> **The tasks**
1. According to the museum report, how many objects did the Museum's permanent galleries and travelling exhibitions display?
2. Write out all the rows again, replacing "find" with "locate" and changing nothing else.

> **Passage provided**

========

New Zealand Maori objects of Hone Heke
Australian and New Zealand Maori welcome the objects of Hone Heke prior to the opening of Outlawed! Photo: Dragi Markovic.

The Museum makes objects from the NHC available for loan to other cultural institutions, and brings in objects from around Australia and overseas for its own exhibitions.

Loans from the collection this year included:

  • two acrylic paintings by Clifford Possum Tjapaltjarri for display in the Clifford Possum Tjapaltjarri Retrospective to be held at the Art Gallery of South Australia, the National Gallery of Victoria, the Art Gallery of New South Wales and the Queensland Art Gallery
  • 18 Aboriginal bush toys for display in the exhibition Rubbish: Recycling in Art at Global Arts Link, Ipswich, Queensland
  • Play School rocket clock and Taj Mahal diorama for display in the exhibition The Way We Were at the Australian Broadcasting Corporation, Ultimo, New South Wales
  • opium kit, smoking pipe, two tobacco tins and a tobacco pouch for display in the exhibition Drugs: A Social History at the Justice and Police Museum, Sydney, New South Wales
  • photographs, clothing, sporting equipment and memorabilia for display in the exhibition Sport: More thanHeroes and Legends at the Powerhouse Museum, Sydney, New South Wales
  • eight embroidery samplers from the Parliament House Embroidery Collection for display in the exhibition Fabrics of Change: Trading Identities at the Flinders University City Gallery, Adelaide, South Australia.

A full list of outward loans is in Appendix 5.

The Museum's permanent galleries and travelling exhibitions displayed 4805 objects of which 825 were loans from 227 lenders, comprising 106 institutions and 121 private individuals. Significant international loans for the Outlawed! exhibition included archaeological weapons from the Museum of London; 108 Shiwan ceramic figures from the Macau Museum of Art; and a rich display of historic weapons including two very early firearms relating to the famous Maori Warrior, Hone Heke.

All objects currently on loan to the Museum are listed in Appendix 4.

Making objects accessible

As well as exhibiting and lending objects from the National Historical Collection, the Museum provides special access to its collection repositories and responds to specific inquiries about objects on request. During the year, visits were arranged for 32 external requestors and responses provided for a further 35 written requests for information. Visitors included national and international researchers, collection donors, the Vintage Sports Car Club, National Aboriginal Islander Day Observance Committee (NAIDOC) week participants, students from the History Teaching Fellowship and cultural heritage management courses, members of the Friends of the Museum, artists, and museum professionals. Inquiries concerned a diverse range of collection items, including musical instruments, wet specimens, Aboriginal art and artefacts, the Melanesian collection, woven and embroidered quilts, firefighting equipment, and large technology objects.

========

> **Dataset entries**
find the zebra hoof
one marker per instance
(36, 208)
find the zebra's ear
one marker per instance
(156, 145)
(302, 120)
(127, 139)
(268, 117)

========

> **Written answers**
1. 4805 objects

2.
locate the zebra hoof
one marker per instance
(36, 208)
locate the zebra's ear
one marker per instance
(156, 145)
(302, 120)
(127, 139)
(268, 117)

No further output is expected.